### DEINE AUFGABE
Beantworte bitte anhand der Kolumne über den Greifswalder FC diese drei Fragen:
1. Wie viele Zuschauer fasst das Volksstadion?
2. Wie viele Sitzplätze verlangt der DFB?
3. Gegen welche Mannschaft verlor der Greifswalder FC am vergangenen Wochenende?

### ZITIERTER TEXTAUSZUG
© JUNGE FREIHEIT Verlag GmbH & Co. KG www.jungefreiheit.de 17/24 / 19. April 2024

Kabinenklatsch
Kleinkariert gegen kleine Vereine
Ronald Berthold

Über Bürokratieabbau wird in Deutschland viel geredet, ohne daß irgend etwas passiert. Da macht der DFB keinen Unterschied. Nehmen wir das Beispiel Greifswalder FC. Die Vorpommern haben gute Chancen, in die Dritte Liga aufzusteigen, auch wenn sie vergangenes Wochenende die Regionalliga-Tabellenführung nach einer Niederlage gegen Energie Cottbus an die Lausitzer abgeben mußten. In seinem eigenen Stadion dürfte der Greifswalder FC aber nicht spielen. Denn das Volksstadion – es heißt wirklich so – faßt 4.990 Zuschauer. 5.000 Plätze wären nötig, damit der DFB die Lizenz erteilt. Daher kümmern sich die Norddeutschen derzeit um eine Ausweichstätte und haben das 200 Kilometer entfernte Stadion des VfB Lübeck sowie das Berliner Mommsenstadion (240 Kilometer) als Ausweichspielstätten angegeben. In Greifswald dürfte auf keinen Fall gespielt werden, denn es mangelt auch an den geforderten 2.000 Sitzplätzen. Im Volksstadion stehen nur 1.169 zur Verfügung. Stockt man hier auf, geht wiederum Gesamtkapazität verloren. Ein Teufelskreis, der jede Partie des potentiellen Aufsteigers zu einem Auswärtsspiel machen würde. Die Greifswalder müßten jede Woche weit reisen, um ihren Klub zu unterstützen. 

So macht es der DFB kleinen Vereinen unmöglich, ihre sportlich hart erarbeiteten Erfolge auch zu genießen. Ich verstehe das nicht. Was soll das? Was macht es für einen Unterschied, ob 831 Zuschauer stehen statt sitzen? Der Charme des Fußballs lag einmal darin, daß jedes Stadion anders war. Jetzt, da der DFB unaufhörlich seine „Vielfalt“-Doktrin anpreist, muß alles einheitlich sein. Einem Verein das Stadion zu nehmen ist nicht nur bürokratisch, sondern auch herzlos.

### EXTRAHIERTE DATEN
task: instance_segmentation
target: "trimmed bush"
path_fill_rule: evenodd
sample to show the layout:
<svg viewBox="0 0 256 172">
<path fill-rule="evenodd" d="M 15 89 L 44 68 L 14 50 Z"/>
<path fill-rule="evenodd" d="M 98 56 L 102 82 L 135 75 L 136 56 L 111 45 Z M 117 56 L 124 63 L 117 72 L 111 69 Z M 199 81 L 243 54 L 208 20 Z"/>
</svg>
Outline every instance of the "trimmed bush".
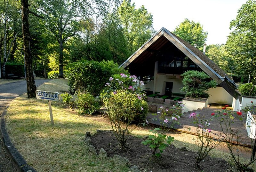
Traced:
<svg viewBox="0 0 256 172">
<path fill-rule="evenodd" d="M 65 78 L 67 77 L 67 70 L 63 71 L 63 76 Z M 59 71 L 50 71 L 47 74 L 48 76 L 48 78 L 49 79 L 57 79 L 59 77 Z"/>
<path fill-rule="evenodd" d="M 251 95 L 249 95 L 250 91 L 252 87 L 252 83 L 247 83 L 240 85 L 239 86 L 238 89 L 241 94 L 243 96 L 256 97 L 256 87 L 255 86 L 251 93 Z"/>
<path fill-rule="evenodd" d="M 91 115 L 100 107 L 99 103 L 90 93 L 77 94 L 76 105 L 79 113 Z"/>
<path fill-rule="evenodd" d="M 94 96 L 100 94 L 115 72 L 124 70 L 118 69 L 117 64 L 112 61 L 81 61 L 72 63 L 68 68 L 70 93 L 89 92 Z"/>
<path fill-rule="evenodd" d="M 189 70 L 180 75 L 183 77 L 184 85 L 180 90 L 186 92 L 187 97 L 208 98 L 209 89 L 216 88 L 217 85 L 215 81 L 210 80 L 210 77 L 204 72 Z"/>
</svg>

...

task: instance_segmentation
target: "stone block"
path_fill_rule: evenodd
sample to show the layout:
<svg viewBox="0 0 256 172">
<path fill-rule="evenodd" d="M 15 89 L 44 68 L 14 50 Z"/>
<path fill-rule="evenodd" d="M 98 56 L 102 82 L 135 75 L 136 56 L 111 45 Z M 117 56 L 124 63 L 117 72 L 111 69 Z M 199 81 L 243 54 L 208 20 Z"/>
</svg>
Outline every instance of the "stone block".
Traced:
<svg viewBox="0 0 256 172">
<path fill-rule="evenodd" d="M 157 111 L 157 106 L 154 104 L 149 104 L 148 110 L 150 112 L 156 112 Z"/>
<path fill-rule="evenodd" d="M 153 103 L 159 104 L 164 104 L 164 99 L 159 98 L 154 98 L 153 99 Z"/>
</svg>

### LÖSUNG
1. 4.990 Zuschauer
2. 2.000 Sitzplätze
3. Gegen Energie Cottbus